* _Excerpt provided_
In Saint Paul, we have a plethora of farmer’s markets.  Naturally the best–or largest– is on Saturday mornings downtown.  And, if you’re hungry, you can have a great breakfast sandwich and a big coffee from Golden’s Deli. But if you don’t have the time or the inclination (it’s crowded), you can go to one of the other markets.

On Thursdays, you can go to the Capitol.  It’s a small market, but is full of the best of the best.  Like tomatoes.

Or Swiss chard, which, if you haven’t had it, is a lot like spinach, but tastier–

Chard has a slightly bitter taste and is used in a variety of cultures around the world, including Arab cuisine.


Fresh young chard can be used raw in salads. Mature chard leaves and stalks are typically cooked (like in pizzoccheri) or sauteed; their bitterness fades with cooking, leaving a refined flavor which is more delicate than that of cooked spinach. Nutritional chart at bottom.

Last Thursday, my friend Kim drove me down to the Capitol for a quick market shop.  As always, I bought way more than I needed, but out of that great bounty came this sweet side… The tomatoes are from my own garden.

 Leftovers?  Heat up a small skillet, add about a half-cup of the chard mixture and let warm through.  Stir in two well-beaten, seasoned eggs and let cook until eggs are done to your liking. Breakfast is served.

Leftovers with eggs for breakfast.

swiss chard-sweet corn scramble with cherry tomatoes+parm


2 large or 4 smaller servings

  • 1 tablespoon olive oil
  • Generous pinch crushed red pepper
  • 1/2 cup sweet onion, chopped (Vidalia or Walla Walla)

* _Records supplied_
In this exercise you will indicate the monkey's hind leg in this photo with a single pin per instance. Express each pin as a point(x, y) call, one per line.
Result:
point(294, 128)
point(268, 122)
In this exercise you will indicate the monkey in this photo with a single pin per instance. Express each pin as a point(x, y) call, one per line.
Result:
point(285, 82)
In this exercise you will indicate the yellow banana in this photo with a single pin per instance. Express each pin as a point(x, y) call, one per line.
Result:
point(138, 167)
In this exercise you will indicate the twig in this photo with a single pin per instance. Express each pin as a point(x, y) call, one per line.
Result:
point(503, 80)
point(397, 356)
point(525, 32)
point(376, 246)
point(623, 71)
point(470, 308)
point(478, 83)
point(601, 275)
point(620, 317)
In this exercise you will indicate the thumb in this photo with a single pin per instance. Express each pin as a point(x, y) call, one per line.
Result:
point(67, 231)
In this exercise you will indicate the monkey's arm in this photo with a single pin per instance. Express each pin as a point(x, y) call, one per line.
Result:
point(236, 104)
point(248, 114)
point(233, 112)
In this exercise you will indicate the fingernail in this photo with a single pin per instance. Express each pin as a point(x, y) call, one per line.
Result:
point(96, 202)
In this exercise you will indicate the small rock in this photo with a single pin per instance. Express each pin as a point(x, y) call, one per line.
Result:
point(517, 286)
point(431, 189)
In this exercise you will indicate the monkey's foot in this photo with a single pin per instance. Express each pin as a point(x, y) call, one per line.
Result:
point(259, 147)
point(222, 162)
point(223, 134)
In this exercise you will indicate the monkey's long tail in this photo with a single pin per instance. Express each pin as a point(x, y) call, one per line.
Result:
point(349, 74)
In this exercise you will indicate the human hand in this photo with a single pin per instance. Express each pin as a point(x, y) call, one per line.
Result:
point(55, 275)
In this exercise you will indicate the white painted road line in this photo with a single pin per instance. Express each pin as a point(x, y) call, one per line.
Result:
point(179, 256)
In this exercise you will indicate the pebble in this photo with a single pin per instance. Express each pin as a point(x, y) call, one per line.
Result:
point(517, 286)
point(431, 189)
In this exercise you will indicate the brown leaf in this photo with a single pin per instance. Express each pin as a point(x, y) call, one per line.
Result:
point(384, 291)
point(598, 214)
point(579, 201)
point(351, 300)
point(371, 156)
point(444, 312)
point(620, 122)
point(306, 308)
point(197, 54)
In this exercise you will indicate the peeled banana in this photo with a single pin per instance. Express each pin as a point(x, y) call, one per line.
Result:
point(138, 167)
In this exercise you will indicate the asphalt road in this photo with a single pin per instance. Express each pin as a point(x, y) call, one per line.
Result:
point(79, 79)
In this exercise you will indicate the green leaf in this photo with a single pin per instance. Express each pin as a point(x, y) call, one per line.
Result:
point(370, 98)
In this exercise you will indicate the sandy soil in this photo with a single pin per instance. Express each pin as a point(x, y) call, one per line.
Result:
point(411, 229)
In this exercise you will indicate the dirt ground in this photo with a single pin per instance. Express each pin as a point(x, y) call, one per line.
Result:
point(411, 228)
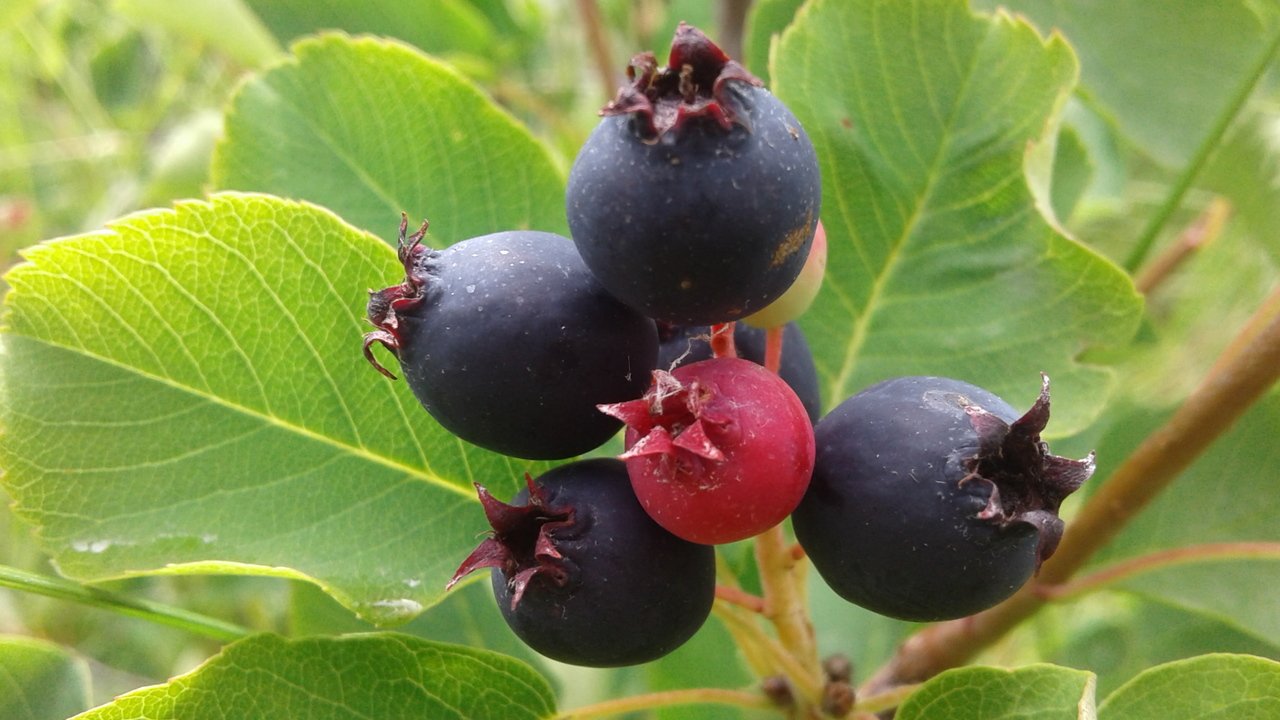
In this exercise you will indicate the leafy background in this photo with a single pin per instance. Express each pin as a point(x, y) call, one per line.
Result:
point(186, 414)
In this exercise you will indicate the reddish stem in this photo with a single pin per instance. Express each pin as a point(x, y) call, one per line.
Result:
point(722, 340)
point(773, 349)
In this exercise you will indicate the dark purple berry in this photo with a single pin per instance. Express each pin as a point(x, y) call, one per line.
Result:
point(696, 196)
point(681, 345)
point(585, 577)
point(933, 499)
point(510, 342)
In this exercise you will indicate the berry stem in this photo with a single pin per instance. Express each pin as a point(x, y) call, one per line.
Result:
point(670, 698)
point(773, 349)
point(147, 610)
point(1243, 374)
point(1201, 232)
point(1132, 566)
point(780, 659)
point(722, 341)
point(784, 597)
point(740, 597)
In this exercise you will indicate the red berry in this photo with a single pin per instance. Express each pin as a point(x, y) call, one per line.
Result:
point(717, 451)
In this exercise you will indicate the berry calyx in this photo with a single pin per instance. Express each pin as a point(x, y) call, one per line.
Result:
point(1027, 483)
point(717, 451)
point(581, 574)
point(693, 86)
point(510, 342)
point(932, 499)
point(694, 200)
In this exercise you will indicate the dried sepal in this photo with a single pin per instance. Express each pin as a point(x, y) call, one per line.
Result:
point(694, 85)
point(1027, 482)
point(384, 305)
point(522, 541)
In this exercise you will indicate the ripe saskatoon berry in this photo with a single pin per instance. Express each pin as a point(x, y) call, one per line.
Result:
* * *
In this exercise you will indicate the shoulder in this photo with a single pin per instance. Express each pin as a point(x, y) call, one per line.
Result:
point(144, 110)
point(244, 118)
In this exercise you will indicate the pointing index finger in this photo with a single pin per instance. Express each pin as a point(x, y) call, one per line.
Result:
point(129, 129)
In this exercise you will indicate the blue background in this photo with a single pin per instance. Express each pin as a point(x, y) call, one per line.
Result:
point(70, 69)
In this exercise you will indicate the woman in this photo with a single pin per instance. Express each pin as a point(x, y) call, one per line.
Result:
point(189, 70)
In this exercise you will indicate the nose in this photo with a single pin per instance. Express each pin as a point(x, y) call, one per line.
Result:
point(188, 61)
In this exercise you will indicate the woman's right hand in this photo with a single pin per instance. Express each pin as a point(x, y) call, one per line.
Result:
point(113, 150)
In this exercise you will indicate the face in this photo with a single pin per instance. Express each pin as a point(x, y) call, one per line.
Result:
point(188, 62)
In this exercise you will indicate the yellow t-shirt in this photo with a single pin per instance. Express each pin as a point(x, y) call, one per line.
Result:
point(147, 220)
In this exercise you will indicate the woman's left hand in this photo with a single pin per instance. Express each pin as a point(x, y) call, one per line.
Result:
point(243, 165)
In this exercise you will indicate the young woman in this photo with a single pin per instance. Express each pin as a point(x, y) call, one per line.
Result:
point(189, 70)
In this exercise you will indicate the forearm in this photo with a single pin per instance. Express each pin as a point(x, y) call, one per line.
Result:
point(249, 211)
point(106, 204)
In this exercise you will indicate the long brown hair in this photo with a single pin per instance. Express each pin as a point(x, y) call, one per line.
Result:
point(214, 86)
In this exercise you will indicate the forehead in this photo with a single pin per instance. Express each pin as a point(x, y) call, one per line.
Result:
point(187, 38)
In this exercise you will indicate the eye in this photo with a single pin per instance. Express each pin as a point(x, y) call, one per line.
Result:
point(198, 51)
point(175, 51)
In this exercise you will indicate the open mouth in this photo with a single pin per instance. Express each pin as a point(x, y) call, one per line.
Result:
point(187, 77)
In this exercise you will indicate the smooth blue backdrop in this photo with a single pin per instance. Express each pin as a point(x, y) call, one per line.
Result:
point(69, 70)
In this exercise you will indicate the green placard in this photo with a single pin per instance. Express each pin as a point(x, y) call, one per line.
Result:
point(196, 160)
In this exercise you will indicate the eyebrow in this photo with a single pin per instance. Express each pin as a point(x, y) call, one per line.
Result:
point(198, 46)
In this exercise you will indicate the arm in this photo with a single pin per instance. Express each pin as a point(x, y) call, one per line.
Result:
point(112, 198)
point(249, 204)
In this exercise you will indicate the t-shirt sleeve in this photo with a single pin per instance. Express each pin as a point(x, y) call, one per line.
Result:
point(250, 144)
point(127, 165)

* _Problems to solve_
A: According to the Saint Paul market post, on which day of the week can you go to the market at the Capitol?
B: From the Saint Paul market post, return the passage word for word, beginning at the words "Or Swiss chard, which, if" and stopping after "my own garden.".
C: Decide whether each statement agrees with the Saint Paul market post. Answer yes or no, and quote the deciding words from the post.
(i) The largest farmer's market in Saint Paul is held on Saturday mornings downtown.
(ii) The bitterness of mature chard grows stronger with cooking.
(iii) The tomatoes in the side dish were bought at the Capitol market.

* _Responses per task_
A: Thursdays.

B:
Or Swiss chard, which, if you haven’t had it, is a lot like spinach, but tastier–

Chard has a slightly bitter taste and is used in a variety of cultures around the world, including Arab cuisine.


Fresh young chard can be used raw in salads. Mature chard leaves and stalks are typically cooked (like in pizzoccheri) or sauteed; their bitterness fades with cooking, leaving a refined flavor which is more delicate than that of cooked spinach. Nutritional chart at bottom.

Last Thursday, my friend Kim drove me down to the Capitol for a quick market shop.  As always, I bought way more than I needed, but out of that great bounty came this sweet side… The tomatoes are from my own garden.

C:
(i) Yes: "Naturally the best–or largest– is on Saturday mornings downtown."
(ii) No: "their bitterness fades with cooking"
(iii) No: "The tomatoes are from my own garden."